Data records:
• • • • • • •
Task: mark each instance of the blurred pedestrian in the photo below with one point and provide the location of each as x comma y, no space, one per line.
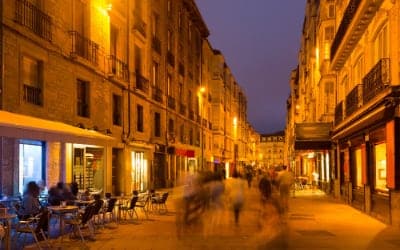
285,180
236,193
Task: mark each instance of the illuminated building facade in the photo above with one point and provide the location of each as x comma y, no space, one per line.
271,150
361,64
107,94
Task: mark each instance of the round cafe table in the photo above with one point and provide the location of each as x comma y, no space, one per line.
60,211
7,238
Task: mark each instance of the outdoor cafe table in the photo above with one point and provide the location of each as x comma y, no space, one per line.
61,211
8,218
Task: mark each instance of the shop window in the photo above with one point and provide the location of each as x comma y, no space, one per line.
82,98
157,124
31,163
139,121
138,171
357,168
117,110
88,169
380,166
• • • • • • •
◆ **Instructions to follow**: Pictures are to be omitted; otherwise, write out the data exactly as it appears.

◆ **Exercise answer**:
Task: mark each instance of the blurred pedestrian in the photo below with one point and provide the location of each as x comma y, no space, one per line.
285,180
236,193
Task: mark each instance of the illuminated building facade in the photo above with one point and provide the location of each as x comma y, no space, one per line.
271,150
361,64
107,94
Task: mark each instance of the round cafe table in the photo above with one point and provide the location of each as x comma y, no space, one per line.
60,211
7,238
Task: mark each instance of the outdoor cafe table in the photo above with one point and provide the location of each as x comma y, no space, one per line.
61,211
8,218
Task: mark each instance of the shop window in the photo above with one point and provide the location of each as x comma y, no space, one per line.
82,98
157,124
31,163
139,121
138,171
357,168
117,110
88,169
380,166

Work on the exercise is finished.